§ **Document excerpt**
Begin

Thursday, August 2, 2012

Welcome to my Craft Room

My craft room is four years in the making.   This week marks four years that I've lived here and finally finishing this space was one of my 2012 goals.  I've been collecting the pieces in this room over the past four years, searching secondhand stores and discount stores for the most functional items at the most reasonable prices.  Some items are left over from my childhood and others are recent purchases.  If your craft space isn't meeting your needs, I hope this tour gives you some good ideas for how you can improve it on a budget.    

When I first moved in, I intended to use this room as my office and left open the possibility of using it as a guest room.  I might have graded papers in here once or twice in four years; I simply prefer to work in my classroom.  At the time I moved in, I was quite used to having a gigantic desk.  Both in college and at my apartment in France, I had a three foot deep desk.  As it turns out, you can't easily find a desk like that on the retail market, but I loved the size.  I bought a kitchen table to be my desk and it's been working out great for crafting because there's so much space.  The table and four chairs was about $150.  I use two of the chairs elsewhere in the house.
On top of my desk, I use a variety of small shelving pieces.  I have four of the Quickkutz Magpie storage units.  I bought these in 2009 for a total of $24 at Big Lots.  Funny thing- I didn't know they were meant as scrapping storage until last year.  I thought I was clever to use them for my punches.  They were displayed with discontinued items from Rite Aid so I thought they were meant to organize cosmetics.  :)  I also have a plastic shelf that was about $5 at Dollar General and some random wood shelves that were between $1-6 at Goodwill as well as some plastic crates from Dollar Tree and even a couple of cardboard boxes.  My Copics are in empty frosting tubs- free!  Under my desk, there's a plastic drawer unit that holds some additional punches, inks, envelopes, and more.  I also have a cork board above the desk with some important info, templates, and a couple of inspirational cards.  My grandmother made a birthday card for me a few months before her severe stroke in 2010 and I proudly display it on my board as a tribute to her.  The other inspirational card is from Sandy of OWH from when I won a prize.  I keep it there to remind me of the great work OWH does.

End

§ **Stored records**
Begin

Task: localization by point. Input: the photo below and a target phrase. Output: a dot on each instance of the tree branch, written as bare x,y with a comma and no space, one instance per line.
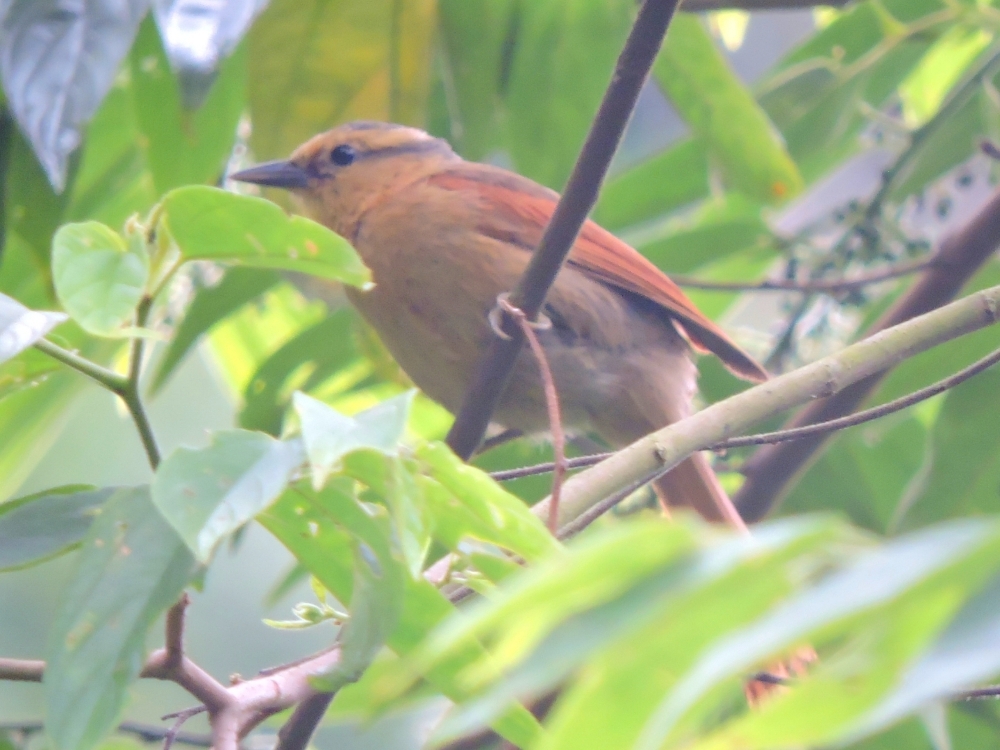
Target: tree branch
771,470
660,451
577,200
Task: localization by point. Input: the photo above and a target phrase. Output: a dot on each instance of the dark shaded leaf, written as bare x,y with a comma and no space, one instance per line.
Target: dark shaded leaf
40,526
208,493
211,224
132,566
210,305
57,61
198,36
21,327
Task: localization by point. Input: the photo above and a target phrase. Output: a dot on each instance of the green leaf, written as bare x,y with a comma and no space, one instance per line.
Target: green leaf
303,362
210,305
211,224
39,527
132,566
473,504
313,526
351,61
183,147
655,187
710,97
99,277
71,53
20,327
563,58
208,493
329,435
473,35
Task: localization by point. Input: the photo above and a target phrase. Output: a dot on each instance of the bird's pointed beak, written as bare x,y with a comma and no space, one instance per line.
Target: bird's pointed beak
274,174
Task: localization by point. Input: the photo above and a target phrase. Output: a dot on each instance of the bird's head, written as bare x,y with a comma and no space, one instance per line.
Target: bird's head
338,174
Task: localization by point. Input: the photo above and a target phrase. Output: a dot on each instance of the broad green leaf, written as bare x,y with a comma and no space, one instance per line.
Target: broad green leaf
99,276
40,526
350,61
208,493
329,435
132,566
21,327
563,57
182,146
210,305
473,34
303,362
113,182
211,224
696,76
71,53
655,187
482,506
313,527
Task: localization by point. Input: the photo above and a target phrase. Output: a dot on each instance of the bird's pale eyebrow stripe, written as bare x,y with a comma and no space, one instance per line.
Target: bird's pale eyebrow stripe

End

§ **What this task involves**
In the craft room post, what does the writer keep the Copics in? The listing can be left aside.

§ **Task solution**
Empty frosting tubs.